**Exercise details**.
Please write out the basketball passage again, starting at "It took him" and ending at "to the floor.", and swap "confetti" for "streamers".

**Source excerpt**.
┄┄┄┄┄┄┄┄┄┄┄┄┄┄┄┄┄┄┄┄

It took him that long?

When the clock hit 0:00, Olajuwon and Shaquille O’Neal embraced, and Clyde Drexler, Mario Elie and Tracy Murray hugged. Fireworks went off inside the building and confetti dropped from the ceiling. Sam Cassell--two years in the NBA, two championship rings--held up an advance copy of today’s Houston Chronicle with the headline TWO-RRIFIC!!

The fun was just beginning.

Inside, a few minutes later, Kenny Smith rushed the interview podium and blindsided Drexler with a champagne shower, knocking Drexler to the floor.

Olajuwon, whose 131 points broke the finals record for scoring in a four-game series, took a seat next to Drexler and, in reference to their stunning championship loss to North Carolina State as teammates at the University of Houston, said in a low voice: “Finally.”

Phi Slamma Jamma, the post-graduate years. You mean all college reunions aren’t like this?

“It was something that was great to behold,” Drexler said of the playoff run that included surviving elimination five times. “And great to be apart of.”

┄┄┄┄┄┄┄┄┄┄┄┄┄┄┄┄┄┄┄┄

Pointing dataset records:

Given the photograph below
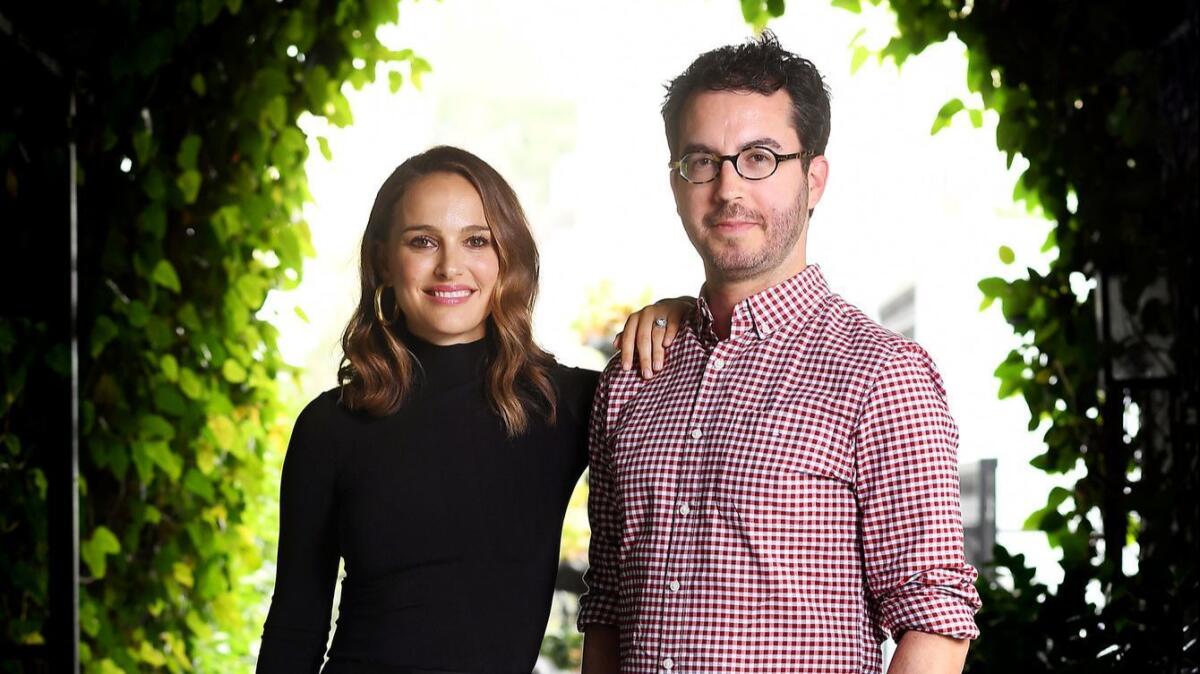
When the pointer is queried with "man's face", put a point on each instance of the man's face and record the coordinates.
(745, 229)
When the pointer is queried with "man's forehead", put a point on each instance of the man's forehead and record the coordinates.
(735, 118)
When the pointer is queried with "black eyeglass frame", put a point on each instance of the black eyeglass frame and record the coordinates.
(677, 166)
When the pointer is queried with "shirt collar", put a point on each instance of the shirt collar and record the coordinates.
(769, 308)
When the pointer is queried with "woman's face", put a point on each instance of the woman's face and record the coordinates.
(441, 259)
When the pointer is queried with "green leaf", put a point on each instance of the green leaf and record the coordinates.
(167, 398)
(189, 184)
(189, 149)
(183, 573)
(196, 482)
(858, 58)
(102, 334)
(190, 384)
(154, 186)
(275, 114)
(223, 431)
(233, 372)
(946, 114)
(994, 287)
(168, 461)
(154, 221)
(143, 146)
(108, 667)
(169, 367)
(165, 275)
(95, 551)
(154, 427)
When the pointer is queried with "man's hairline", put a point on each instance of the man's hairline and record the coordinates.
(687, 101)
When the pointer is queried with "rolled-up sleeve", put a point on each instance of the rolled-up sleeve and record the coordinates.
(907, 489)
(598, 605)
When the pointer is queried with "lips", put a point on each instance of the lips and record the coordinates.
(449, 294)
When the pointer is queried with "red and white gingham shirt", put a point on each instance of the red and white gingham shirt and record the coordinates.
(777, 501)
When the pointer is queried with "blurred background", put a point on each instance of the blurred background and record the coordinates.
(1013, 186)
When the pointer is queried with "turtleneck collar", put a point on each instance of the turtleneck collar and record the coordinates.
(447, 367)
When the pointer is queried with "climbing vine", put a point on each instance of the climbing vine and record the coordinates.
(191, 188)
(1101, 102)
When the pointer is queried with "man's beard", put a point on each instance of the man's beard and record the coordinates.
(783, 232)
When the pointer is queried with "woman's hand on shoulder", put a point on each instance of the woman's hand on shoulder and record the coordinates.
(649, 331)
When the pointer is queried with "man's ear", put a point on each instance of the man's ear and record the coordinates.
(817, 175)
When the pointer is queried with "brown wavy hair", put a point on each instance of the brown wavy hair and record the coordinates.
(377, 369)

┄┄┄┄┄┄┄┄┄┄┄┄┄┄┄┄┄┄┄┄

**Exercise result**.
It took him that long?

When the clock hit 0:00, Olajuwon and Shaquille O’Neal embraced, and Clyde Drexler, Mario Elie and Tracy Murray hugged. Fireworks went off inside the building and streamers dropped from the ceiling. Sam Cassell--two years in the NBA, two championship rings--held up an advance copy of today’s Houston Chronicle with the headline TWO-RRIFIC!!

The fun was just beginning.

Inside, a few minutes later, Kenny Smith rushed the interview podium and blindsided Drexler with a champagne shower, knocking Drexler to the floor.